Detection examples
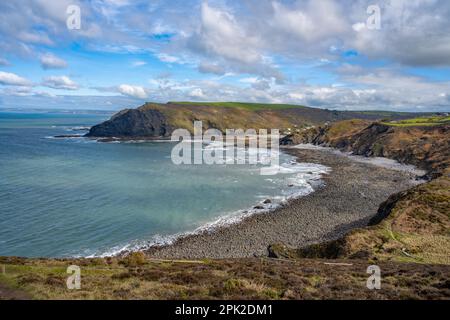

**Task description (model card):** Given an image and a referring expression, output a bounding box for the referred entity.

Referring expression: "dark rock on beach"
[147,149,417,258]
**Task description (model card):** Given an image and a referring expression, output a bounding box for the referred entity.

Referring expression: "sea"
[0,111,329,257]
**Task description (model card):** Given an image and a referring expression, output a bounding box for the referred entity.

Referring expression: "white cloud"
[42,76,79,90]
[272,0,348,43]
[189,88,205,98]
[0,71,31,87]
[0,58,10,67]
[118,84,147,99]
[156,53,180,63]
[18,31,53,46]
[131,60,147,67]
[40,53,67,70]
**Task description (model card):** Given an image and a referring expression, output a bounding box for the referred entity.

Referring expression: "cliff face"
[87,103,426,138]
[86,109,173,138]
[281,120,450,177]
[278,120,450,264]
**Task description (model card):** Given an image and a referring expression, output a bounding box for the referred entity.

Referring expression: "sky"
[0,0,450,112]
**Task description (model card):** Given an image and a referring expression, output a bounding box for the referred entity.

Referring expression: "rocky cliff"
[87,102,426,139]
[281,120,450,177]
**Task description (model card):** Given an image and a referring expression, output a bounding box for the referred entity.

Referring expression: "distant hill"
[87,102,428,139]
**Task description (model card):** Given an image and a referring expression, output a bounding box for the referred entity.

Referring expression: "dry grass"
[0,258,450,299]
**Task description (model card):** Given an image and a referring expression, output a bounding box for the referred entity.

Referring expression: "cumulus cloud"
[42,76,79,90]
[0,71,31,87]
[40,53,67,70]
[0,58,10,67]
[118,84,147,99]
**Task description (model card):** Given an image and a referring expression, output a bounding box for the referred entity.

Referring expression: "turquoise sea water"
[0,112,326,257]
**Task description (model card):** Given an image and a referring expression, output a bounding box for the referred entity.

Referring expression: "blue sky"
[0,0,450,111]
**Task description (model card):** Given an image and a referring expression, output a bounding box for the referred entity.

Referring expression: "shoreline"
[144,145,422,259]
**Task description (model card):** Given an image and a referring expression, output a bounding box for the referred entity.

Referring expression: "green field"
[168,101,305,110]
[383,116,450,127]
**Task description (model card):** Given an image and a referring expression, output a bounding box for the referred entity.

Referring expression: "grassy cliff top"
[168,101,305,110]
[383,116,450,127]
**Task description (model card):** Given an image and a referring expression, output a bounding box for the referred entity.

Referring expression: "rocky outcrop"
[86,109,173,138]
[286,120,450,178]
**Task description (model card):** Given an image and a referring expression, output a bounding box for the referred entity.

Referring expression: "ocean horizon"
[0,111,327,257]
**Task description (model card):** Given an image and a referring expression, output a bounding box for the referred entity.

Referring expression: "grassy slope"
[169,101,305,111]
[273,117,450,265]
[383,116,450,127]
[0,253,450,299]
[0,113,450,299]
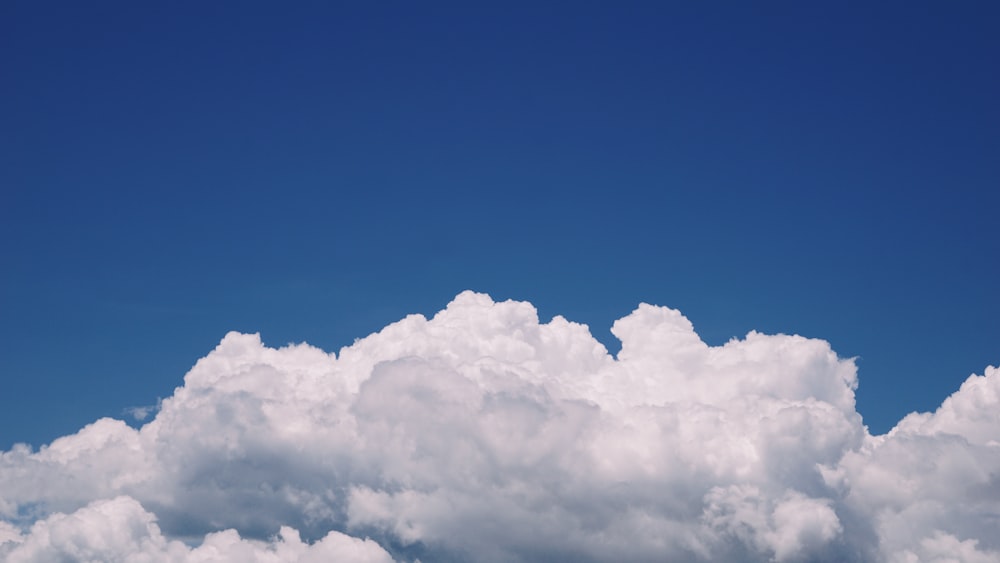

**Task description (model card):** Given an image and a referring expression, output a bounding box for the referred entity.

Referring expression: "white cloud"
[0,292,1000,562]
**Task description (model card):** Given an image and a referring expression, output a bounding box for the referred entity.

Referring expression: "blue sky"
[0,1,1000,448]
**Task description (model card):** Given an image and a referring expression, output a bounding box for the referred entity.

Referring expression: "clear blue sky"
[0,1,1000,448]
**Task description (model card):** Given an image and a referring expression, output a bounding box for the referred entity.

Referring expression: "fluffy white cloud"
[0,292,1000,562]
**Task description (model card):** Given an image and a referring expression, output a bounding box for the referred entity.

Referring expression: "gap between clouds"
[0,292,1000,562]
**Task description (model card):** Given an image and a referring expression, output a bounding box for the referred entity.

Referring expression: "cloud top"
[0,292,1000,562]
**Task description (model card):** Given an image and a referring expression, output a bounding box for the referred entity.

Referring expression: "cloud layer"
[0,292,1000,562]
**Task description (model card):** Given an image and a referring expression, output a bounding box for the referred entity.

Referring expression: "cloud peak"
[0,292,1000,561]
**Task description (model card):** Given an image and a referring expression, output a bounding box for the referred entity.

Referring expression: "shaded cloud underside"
[0,292,1000,562]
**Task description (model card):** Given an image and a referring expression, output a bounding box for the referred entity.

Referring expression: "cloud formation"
[0,292,1000,562]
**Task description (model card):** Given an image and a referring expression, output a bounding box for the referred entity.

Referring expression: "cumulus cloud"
[0,292,1000,562]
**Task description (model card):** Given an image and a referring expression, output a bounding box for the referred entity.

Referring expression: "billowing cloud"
[0,292,1000,562]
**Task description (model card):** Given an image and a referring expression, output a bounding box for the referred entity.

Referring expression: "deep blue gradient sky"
[0,1,1000,448]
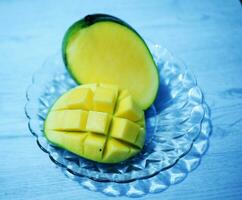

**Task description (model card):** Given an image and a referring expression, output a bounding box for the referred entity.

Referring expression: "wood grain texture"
[0,0,242,200]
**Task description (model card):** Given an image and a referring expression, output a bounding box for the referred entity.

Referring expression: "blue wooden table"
[0,0,242,200]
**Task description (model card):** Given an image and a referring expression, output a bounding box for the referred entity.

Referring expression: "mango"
[44,84,145,163]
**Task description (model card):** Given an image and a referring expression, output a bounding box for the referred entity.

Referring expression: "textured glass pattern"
[26,44,211,197]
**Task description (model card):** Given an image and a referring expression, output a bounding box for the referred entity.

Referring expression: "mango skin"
[62,14,159,110]
[44,84,145,163]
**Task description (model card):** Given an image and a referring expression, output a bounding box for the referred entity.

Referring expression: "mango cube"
[93,87,116,114]
[118,90,130,101]
[54,87,93,110]
[84,133,106,160]
[110,117,140,143]
[45,130,88,153]
[46,110,88,131]
[86,111,111,134]
[115,96,143,122]
[103,138,130,162]
[100,83,119,98]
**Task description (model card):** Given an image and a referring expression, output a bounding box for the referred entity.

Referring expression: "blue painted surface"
[0,0,242,200]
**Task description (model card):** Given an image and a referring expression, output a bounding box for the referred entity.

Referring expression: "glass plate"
[25,43,211,197]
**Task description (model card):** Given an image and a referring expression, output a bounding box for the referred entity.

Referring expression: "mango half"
[44,84,145,163]
[62,14,159,110]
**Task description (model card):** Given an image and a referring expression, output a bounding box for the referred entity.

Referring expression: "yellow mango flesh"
[45,84,145,163]
[65,21,159,109]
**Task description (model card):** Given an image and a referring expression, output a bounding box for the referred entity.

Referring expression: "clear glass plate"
[25,43,211,197]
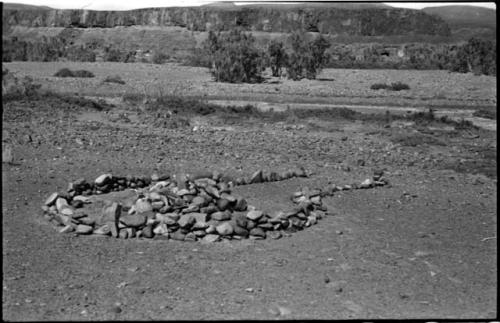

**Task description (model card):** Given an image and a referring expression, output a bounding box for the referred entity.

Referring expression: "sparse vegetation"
[103,75,125,84]
[204,29,264,83]
[370,81,410,91]
[54,68,95,77]
[286,32,330,80]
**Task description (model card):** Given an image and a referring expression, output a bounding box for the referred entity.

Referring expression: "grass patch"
[472,108,497,120]
[370,81,410,91]
[103,75,125,84]
[54,68,95,77]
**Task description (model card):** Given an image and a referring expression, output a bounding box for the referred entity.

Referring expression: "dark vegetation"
[472,108,497,120]
[54,68,95,77]
[370,81,410,91]
[103,75,125,84]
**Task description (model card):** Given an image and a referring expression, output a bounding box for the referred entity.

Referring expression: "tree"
[205,29,263,83]
[287,32,330,80]
[267,40,287,76]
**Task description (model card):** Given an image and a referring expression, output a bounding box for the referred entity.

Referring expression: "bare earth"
[2,63,497,321]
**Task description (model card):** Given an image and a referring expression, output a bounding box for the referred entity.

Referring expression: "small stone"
[56,197,69,212]
[184,232,198,241]
[45,192,59,206]
[267,231,283,240]
[134,198,153,213]
[193,230,207,238]
[215,222,234,236]
[118,228,129,239]
[177,214,196,228]
[76,224,93,234]
[170,230,186,241]
[205,224,217,234]
[250,227,266,238]
[201,234,220,243]
[120,213,147,228]
[234,197,248,211]
[95,174,113,186]
[249,170,262,184]
[78,216,95,226]
[153,223,168,235]
[141,225,154,239]
[210,211,231,221]
[94,224,111,235]
[217,198,230,211]
[247,210,264,221]
[59,224,75,233]
[234,225,250,238]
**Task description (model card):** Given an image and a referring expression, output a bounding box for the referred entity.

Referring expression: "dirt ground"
[2,64,498,321]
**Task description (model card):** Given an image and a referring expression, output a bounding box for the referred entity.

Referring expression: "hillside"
[2,5,450,36]
[422,6,496,40]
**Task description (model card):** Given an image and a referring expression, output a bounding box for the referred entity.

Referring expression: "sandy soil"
[2,92,497,321]
[4,62,497,109]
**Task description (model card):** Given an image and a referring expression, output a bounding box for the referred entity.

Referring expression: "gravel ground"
[2,95,497,321]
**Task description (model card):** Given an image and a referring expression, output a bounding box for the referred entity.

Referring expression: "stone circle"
[42,168,388,243]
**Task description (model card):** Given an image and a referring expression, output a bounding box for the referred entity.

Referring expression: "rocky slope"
[2,5,450,36]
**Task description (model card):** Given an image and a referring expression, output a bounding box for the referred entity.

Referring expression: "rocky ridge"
[42,168,387,242]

| BRIEF |
Identify every line in the rows above that contains the word "glass", and copy each of those lines. Case counts.

| WRITTEN SOLUTION |
Referring expression: "textured glass pattern"
Referring expression: "glass plate"
Referring expression: "clear glass plate"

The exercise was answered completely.